What you have to do
In the records below, find each line holding the word "headdress" and copy it.

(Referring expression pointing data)
- - -
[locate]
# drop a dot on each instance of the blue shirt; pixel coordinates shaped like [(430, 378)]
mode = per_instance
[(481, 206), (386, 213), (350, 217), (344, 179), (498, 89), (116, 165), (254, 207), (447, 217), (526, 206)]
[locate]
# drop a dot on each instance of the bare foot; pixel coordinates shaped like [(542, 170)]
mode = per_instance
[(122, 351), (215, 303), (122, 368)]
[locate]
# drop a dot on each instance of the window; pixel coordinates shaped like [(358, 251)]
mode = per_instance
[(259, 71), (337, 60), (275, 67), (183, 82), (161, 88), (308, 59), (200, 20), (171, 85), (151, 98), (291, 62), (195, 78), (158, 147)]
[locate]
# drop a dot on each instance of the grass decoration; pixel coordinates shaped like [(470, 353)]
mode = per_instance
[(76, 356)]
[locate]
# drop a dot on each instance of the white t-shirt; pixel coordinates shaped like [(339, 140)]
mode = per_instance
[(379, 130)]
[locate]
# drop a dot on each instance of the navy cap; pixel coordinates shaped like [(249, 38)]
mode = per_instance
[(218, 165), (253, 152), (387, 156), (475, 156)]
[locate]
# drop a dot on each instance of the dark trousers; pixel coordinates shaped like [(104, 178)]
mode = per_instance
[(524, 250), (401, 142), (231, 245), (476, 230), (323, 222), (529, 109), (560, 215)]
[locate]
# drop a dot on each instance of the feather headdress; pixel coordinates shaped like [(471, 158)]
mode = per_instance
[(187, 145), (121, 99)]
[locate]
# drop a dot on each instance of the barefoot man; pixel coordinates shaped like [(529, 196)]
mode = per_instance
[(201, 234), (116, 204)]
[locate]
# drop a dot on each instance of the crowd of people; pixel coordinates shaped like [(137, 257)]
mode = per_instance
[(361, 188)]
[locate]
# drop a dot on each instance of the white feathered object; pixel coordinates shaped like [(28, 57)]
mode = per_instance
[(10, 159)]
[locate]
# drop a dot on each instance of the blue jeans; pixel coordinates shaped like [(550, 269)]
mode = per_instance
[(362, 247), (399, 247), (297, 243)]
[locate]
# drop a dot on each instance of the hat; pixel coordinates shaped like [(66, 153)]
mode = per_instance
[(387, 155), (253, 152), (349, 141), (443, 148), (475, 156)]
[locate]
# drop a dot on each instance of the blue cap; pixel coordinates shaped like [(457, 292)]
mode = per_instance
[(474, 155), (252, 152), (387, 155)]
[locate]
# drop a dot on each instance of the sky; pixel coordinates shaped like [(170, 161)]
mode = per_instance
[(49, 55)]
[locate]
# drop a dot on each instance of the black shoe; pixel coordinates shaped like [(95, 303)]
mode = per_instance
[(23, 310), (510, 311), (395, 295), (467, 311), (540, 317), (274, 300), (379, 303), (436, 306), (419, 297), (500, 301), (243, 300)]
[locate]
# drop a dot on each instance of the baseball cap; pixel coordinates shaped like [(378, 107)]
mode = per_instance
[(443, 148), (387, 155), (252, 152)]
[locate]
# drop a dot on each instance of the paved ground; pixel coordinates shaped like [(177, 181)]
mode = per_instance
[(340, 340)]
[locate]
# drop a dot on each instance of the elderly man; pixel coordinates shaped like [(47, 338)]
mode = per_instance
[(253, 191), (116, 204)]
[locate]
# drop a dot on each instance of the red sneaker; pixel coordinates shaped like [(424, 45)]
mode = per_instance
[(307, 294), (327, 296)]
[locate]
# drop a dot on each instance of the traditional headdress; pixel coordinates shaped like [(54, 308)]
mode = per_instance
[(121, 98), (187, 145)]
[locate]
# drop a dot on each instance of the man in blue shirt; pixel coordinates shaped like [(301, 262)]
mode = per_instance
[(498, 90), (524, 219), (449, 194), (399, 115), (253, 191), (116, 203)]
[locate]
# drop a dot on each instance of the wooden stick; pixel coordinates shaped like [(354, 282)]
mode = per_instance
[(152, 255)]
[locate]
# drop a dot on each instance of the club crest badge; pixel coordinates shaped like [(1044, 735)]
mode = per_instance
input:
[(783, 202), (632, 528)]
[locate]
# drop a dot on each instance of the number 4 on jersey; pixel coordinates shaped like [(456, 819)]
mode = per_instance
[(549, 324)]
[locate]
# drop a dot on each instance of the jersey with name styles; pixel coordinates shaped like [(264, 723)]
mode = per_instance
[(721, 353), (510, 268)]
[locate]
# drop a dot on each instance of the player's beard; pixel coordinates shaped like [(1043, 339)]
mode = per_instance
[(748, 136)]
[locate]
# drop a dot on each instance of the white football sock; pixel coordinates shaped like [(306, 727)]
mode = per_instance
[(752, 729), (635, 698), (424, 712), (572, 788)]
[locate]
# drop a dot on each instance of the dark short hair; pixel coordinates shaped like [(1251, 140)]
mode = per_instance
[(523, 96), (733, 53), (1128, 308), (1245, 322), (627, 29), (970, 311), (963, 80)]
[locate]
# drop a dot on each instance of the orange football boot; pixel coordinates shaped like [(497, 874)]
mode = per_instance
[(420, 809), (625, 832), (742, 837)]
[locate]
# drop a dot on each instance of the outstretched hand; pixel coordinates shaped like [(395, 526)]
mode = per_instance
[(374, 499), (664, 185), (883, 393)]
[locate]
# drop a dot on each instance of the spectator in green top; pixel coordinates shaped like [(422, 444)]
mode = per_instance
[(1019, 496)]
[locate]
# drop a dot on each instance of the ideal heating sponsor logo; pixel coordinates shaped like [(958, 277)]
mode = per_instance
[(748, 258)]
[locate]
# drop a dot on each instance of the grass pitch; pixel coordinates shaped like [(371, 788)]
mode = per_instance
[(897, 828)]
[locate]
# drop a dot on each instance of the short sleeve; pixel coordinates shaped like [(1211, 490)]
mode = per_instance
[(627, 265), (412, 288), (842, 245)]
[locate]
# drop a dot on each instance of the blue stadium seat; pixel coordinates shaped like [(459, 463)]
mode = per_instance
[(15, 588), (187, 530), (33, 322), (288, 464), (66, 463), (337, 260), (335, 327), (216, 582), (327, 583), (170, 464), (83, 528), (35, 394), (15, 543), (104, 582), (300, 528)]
- - -
Result below
# drop a dot on each instance of the feather headdress; pixel coordinates shaped like [(471, 158)]
# drop a dot on each instance of the traditional headdress; pixel coordinates shaped like [(54, 308)]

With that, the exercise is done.